▶ _Task objective_: Restate word for word the run of lines that begins at the one containing "front leg category." and ends at the last line of the listing.
━━━━━━━━━━━━━━━━━━━━━━━━━━━━━━
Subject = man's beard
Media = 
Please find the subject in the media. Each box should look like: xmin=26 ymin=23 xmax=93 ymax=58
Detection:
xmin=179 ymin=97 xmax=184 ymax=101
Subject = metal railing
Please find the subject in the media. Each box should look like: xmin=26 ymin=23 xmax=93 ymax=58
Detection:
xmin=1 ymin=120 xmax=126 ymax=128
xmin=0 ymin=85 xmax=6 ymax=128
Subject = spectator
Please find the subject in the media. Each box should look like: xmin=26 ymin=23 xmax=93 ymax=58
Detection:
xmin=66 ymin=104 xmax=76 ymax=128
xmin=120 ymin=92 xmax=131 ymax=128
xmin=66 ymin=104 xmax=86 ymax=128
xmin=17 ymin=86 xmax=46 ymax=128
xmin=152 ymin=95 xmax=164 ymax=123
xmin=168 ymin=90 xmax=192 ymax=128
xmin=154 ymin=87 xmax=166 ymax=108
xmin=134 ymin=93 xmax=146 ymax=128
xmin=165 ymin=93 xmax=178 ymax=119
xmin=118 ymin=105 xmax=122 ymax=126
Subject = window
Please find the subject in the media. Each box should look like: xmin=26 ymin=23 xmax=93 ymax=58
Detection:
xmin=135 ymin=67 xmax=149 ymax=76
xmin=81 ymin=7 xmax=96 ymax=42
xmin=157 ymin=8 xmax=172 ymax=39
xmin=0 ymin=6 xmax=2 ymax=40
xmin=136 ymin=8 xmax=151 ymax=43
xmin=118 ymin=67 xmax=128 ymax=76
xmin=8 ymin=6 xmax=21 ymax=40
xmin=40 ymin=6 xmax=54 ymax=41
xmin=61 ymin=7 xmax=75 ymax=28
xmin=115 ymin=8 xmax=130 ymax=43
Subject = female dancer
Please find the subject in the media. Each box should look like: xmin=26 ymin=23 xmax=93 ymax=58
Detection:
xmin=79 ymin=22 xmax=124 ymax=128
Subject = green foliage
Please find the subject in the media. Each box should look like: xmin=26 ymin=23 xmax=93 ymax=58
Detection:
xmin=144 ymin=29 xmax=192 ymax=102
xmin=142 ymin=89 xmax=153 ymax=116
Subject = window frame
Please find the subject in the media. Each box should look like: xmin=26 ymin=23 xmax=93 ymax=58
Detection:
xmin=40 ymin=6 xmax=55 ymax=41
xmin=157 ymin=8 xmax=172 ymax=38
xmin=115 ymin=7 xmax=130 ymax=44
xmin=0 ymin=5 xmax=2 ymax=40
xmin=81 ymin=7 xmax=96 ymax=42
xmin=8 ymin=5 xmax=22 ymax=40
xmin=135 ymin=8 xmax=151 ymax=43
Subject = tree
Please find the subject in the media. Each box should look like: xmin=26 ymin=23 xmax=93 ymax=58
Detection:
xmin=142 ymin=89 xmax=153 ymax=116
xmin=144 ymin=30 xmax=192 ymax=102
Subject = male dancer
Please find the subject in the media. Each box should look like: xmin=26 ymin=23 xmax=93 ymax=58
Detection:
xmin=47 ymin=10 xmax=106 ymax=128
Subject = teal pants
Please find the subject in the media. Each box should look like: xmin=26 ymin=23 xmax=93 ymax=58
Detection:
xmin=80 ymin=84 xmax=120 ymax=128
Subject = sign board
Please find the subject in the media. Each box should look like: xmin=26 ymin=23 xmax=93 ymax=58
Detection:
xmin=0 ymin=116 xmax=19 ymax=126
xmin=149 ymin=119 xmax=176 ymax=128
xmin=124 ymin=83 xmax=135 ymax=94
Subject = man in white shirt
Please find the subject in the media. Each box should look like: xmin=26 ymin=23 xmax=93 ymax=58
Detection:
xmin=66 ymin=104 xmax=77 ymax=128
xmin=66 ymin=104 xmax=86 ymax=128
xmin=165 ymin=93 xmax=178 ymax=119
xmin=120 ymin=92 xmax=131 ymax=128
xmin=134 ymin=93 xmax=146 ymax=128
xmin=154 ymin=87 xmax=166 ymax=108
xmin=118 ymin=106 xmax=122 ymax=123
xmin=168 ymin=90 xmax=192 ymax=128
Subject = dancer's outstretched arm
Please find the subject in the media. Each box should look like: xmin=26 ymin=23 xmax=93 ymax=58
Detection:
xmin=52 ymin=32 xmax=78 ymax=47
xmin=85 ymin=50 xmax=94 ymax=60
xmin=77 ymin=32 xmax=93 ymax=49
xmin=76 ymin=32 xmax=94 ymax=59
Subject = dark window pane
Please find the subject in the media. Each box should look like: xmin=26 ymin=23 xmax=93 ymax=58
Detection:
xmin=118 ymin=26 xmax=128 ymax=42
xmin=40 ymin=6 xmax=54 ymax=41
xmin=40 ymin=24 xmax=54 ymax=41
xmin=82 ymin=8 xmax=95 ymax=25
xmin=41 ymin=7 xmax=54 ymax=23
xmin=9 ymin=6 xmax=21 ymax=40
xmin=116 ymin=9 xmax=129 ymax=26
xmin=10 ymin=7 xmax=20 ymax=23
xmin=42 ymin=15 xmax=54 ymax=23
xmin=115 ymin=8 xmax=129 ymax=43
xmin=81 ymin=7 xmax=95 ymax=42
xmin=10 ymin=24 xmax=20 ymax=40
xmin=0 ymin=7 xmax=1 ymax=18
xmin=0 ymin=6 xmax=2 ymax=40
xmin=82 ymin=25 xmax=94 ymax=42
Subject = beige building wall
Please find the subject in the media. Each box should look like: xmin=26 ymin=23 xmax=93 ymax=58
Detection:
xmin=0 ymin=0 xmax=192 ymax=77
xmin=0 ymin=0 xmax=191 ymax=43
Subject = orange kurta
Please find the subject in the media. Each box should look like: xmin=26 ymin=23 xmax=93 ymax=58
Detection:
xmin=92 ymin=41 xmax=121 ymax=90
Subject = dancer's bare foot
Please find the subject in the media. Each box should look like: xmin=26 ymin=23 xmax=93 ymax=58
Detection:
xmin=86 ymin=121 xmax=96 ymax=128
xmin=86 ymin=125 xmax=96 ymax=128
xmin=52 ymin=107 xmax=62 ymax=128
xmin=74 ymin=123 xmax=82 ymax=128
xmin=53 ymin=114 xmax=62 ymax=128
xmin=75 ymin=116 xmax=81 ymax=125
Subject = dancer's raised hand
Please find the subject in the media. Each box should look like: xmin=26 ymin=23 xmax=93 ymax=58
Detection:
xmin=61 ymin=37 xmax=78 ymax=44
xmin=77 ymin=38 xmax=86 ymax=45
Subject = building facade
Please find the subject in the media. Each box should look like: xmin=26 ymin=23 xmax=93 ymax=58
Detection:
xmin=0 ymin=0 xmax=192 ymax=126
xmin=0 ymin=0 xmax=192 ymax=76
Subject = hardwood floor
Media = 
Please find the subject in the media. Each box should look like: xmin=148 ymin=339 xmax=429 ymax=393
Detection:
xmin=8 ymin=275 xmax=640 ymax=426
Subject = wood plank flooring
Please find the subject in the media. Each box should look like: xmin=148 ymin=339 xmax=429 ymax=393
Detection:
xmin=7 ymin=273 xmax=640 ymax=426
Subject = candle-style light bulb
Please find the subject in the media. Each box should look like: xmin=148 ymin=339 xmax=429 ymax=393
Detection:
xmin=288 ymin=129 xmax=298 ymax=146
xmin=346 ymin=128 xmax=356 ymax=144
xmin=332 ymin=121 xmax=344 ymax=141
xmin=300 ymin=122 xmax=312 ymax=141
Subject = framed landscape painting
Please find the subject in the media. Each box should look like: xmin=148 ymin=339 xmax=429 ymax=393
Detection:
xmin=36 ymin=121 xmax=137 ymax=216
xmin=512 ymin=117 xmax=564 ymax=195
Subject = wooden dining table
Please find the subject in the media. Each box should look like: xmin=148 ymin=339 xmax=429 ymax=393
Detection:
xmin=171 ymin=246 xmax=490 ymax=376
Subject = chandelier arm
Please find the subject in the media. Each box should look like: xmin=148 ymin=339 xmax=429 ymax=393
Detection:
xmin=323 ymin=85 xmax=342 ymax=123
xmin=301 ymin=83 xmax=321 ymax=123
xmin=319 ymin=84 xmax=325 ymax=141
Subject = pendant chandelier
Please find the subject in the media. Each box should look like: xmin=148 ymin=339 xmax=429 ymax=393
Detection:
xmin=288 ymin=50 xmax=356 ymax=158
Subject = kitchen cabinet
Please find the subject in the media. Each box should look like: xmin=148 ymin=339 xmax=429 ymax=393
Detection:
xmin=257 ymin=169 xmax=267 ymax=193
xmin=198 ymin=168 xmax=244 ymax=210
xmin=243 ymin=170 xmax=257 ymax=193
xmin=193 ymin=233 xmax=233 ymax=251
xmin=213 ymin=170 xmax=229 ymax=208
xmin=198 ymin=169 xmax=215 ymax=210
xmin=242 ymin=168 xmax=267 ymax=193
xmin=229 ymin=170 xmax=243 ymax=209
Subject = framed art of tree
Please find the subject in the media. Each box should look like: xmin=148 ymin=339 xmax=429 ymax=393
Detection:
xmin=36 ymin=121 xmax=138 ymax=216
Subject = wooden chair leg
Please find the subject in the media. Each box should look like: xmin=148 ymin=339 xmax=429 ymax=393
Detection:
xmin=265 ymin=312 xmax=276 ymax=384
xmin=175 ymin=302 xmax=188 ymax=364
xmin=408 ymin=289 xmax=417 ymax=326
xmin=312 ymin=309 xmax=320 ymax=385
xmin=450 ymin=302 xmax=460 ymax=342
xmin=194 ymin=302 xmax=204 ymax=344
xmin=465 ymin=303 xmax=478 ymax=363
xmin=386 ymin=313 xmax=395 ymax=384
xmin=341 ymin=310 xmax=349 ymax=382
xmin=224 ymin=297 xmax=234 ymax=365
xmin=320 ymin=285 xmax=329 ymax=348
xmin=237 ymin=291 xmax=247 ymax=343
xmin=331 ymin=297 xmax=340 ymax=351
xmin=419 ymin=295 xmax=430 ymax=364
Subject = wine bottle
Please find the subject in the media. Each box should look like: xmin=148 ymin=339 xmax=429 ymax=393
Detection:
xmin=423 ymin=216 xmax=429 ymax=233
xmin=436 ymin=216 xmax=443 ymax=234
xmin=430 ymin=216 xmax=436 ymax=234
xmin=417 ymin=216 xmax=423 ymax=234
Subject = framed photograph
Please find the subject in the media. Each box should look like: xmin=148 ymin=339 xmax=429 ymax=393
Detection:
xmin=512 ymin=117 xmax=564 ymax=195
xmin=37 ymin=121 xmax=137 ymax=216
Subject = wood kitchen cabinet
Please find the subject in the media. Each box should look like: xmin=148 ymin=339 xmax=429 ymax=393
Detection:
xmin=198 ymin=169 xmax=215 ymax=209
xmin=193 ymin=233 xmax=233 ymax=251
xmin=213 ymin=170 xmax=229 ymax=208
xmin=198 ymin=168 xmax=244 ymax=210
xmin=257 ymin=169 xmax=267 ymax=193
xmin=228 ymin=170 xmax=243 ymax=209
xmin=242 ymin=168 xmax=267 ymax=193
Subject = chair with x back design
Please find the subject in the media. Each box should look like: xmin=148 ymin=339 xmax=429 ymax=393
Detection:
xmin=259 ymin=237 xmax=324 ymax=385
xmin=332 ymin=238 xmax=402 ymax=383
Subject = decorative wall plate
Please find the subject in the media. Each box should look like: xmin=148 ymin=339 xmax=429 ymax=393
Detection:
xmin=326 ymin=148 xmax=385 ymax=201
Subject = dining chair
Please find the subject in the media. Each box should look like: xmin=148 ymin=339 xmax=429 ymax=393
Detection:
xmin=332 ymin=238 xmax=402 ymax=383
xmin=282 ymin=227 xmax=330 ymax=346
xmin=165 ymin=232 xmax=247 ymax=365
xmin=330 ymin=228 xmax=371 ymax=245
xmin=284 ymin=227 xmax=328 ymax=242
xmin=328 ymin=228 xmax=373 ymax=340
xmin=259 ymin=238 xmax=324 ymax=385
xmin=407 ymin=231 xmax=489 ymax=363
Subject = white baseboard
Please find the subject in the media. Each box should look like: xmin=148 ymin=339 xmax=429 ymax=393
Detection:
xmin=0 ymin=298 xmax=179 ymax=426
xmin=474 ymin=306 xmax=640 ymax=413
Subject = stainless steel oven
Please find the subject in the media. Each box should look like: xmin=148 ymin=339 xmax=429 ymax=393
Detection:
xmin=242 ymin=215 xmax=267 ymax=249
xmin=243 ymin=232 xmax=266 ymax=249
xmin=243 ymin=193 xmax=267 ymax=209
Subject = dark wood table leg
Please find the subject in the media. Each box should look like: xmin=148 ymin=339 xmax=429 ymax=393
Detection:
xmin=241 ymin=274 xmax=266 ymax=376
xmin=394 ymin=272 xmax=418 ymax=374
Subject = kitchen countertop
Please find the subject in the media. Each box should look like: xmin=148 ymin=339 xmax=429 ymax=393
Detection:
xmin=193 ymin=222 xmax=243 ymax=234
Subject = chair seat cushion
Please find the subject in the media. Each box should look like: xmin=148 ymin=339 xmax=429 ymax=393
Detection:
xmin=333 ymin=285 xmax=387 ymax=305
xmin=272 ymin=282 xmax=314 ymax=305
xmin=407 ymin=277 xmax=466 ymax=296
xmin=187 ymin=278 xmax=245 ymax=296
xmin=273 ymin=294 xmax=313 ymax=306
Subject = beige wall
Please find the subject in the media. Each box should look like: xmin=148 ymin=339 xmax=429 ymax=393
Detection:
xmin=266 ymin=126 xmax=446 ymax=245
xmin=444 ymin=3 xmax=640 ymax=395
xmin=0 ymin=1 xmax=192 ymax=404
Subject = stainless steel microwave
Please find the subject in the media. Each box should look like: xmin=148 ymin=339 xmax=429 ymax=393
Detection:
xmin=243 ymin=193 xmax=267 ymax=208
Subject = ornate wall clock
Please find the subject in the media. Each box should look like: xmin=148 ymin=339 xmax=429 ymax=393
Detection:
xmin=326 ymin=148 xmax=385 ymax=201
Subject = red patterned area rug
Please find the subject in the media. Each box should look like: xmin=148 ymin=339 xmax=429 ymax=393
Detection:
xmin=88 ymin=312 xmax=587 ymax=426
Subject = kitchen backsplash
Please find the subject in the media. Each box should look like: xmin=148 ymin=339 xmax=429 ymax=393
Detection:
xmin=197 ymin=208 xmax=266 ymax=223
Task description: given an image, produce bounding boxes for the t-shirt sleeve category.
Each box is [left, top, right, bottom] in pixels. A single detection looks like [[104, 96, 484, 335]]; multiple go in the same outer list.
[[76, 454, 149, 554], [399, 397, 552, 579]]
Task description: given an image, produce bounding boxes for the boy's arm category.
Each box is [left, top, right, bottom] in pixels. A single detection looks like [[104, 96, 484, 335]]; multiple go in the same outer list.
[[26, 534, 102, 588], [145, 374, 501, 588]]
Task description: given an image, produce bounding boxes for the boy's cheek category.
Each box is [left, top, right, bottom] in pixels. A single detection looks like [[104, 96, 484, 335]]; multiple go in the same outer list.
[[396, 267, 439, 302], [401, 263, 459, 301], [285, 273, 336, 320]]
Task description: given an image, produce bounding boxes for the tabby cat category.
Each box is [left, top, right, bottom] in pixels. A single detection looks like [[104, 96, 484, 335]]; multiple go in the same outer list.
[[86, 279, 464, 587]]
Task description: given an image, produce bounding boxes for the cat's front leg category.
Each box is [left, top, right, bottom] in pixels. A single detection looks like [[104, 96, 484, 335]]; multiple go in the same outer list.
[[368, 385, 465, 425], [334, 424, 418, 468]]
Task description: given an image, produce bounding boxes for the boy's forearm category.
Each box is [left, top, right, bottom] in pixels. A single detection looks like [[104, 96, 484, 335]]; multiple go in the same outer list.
━━━━━━━━━━━━━━━━━━━━━━━━━━━━━━
▶ _Response for this exercise_:
Task description: given an image, produce bounding boxes for the cat's front leg category.
Each box is [left, top, right, bottom] in pixels. A single detection looks like [[104, 96, 484, 335]]; multiple go in the same outer list.
[[368, 385, 465, 425], [334, 424, 418, 468]]
Task description: given an image, produce bounding boxes for the boy's forearm category.
Each box is [left, top, right, bottom] in pixels. A single detection looks like [[104, 96, 484, 335]]; multiple go in the same outer list.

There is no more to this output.